### 作業の目的
川崎の新しい飲食店を紹介する記事を、一字一句違えずに全文書き写してください。

### 読む文章
JRと京急が乗り入れる川崎駅。古くは東海道の宿場町であり、近年は工業の街として発展してきたが最近さらに再開発が進みニューファミリー層が転入し、人口増が続いている。外食マーケットとしてのキャパシティーは申し分ないが、駅周辺で目立つのはチェーン店ばかり。そんな没個性的なイメージに一石を投じるべく、地元を愛する若き飲食人が、ユニークな飲食店を開店。10月17日にオープンした「大衆酒場 おきがる煮」は、オーナー店長の伊原保氏による新規独立店舗。窓は2面とも通りに面して大きく取り、明るく開放的な雰囲気を演出している。看板メニューはギアラの煮込みで、お客がセルフでお酒を作る“どぶ漬け”のドリンクと相まって、意表をついている。
三軒茶屋の“三角地帯”で得た財産
オーナーの伊原氏は、生まれも育ちも地元・川崎。大学卒業後、ダイヤモンドダイニング勤務を経て、川崎などで馬肉料理の人気店を展開する型無で経験を積んだ。「独立を志したのは、型無の矢野 潤一郎社長に感銘を受けた部分が大きいです。一番学んだのは、人を重視すること。味はもちろんのこと、楽しさの重要性を思い知らされました。楽しかったからまた行こう! というお店を作りたいです」と、30歳目前に、念願の独立を果たした。型無時代に三軒茶屋の店舗で長く店長を務めたが、「三軒茶屋には、楽コーポレーションの卒業生さんが多く、人脈が広がり多くの刺激を受けました」と、ここで過ごした濃密な時間が大きな財産となっているようだ。

### データ

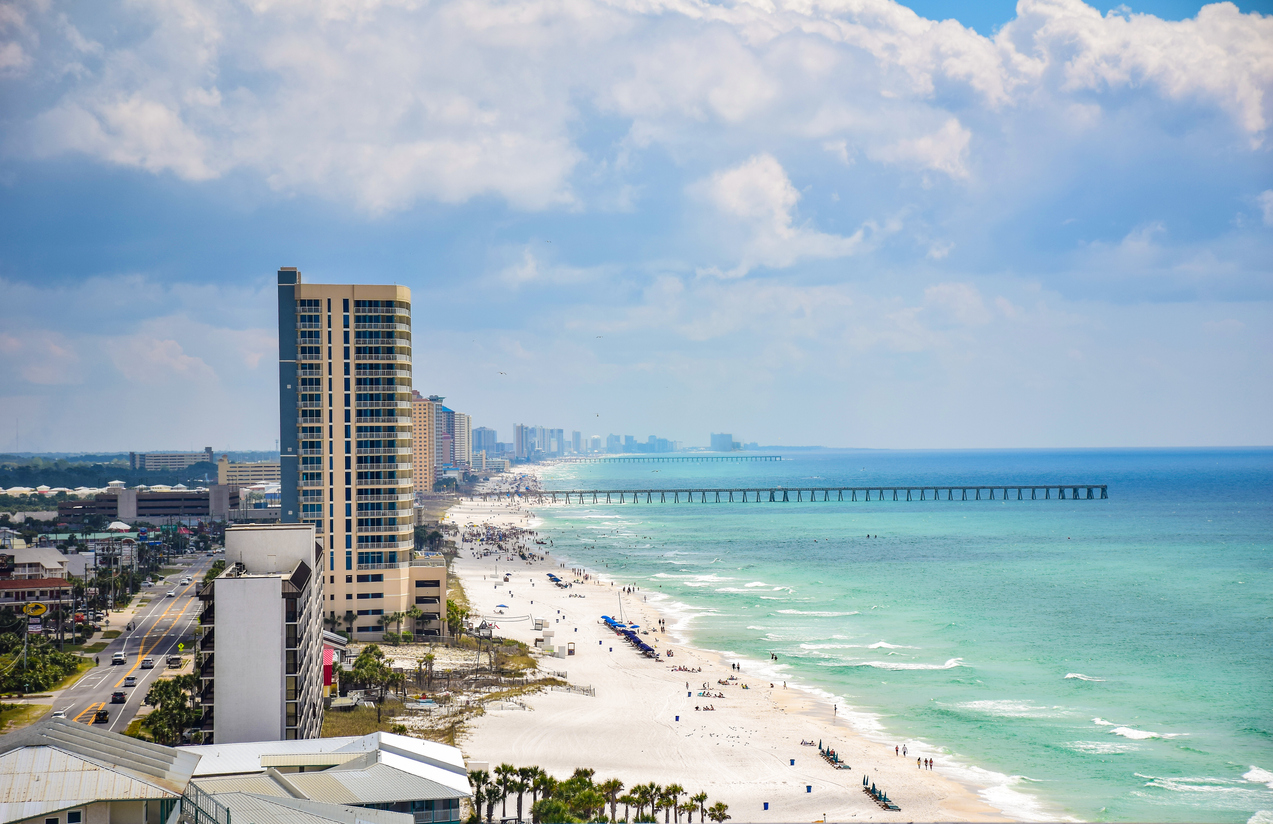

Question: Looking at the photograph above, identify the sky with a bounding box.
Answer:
[0,0,1273,451]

### 以下の回答
JRと京急が乗り入れる川崎駅。古くは東海道の宿場町であり、近年は工業の街として発展してきたが最近さらに再開発が進みニューファミリー層が転入し、人口増が続いている。外食マーケットとしてのキャパシティーは申し分ないが、駅周辺で目立つのはチェーン店ばかり。そんな没個性的なイメージに一石を投じるべく、地元を愛する若き飲食人が、ユニークな飲食店を開店。10月17日にオープンした「大衆酒場 おきがる煮」は、オーナー店長の伊原保氏による新規独立店舗。窓は2面とも通りに面して大きく取り、明るく開放的な雰囲気を演出している。看板メニューはギアラの煮込みで、お客がセルフでお酒を作る“どぶ漬け”のドリンクと相まって、意表をついている。
三軒茶屋の“三角地帯”で得た財産
オーナーの伊原氏は、生まれも育ちも地元・川崎。大学卒業後、ダイヤモンドダイニング勤務を経て、川崎などで馬肉料理の人気店を展開する型無で経験を積んだ。「独立を志したのは、型無の矢野 潤一郎社長に感銘を受けた部分が大きいです。一番学んだのは、人を重視すること。味はもちろんのこと、楽しさの重要性を思い知らされました。楽しかったからまた行こう! というお店を作りたいです」と、30歳目前に、念願の独立を果たした。型無時代に三軒茶屋の店舗で長く店長を務めたが、「三軒茶屋には、楽コーポレーションの卒業生さんが多く、人脈が広がり多くの刺激を受けました」と、ここで過ごした濃密な時間が大きな財産となっているようだ。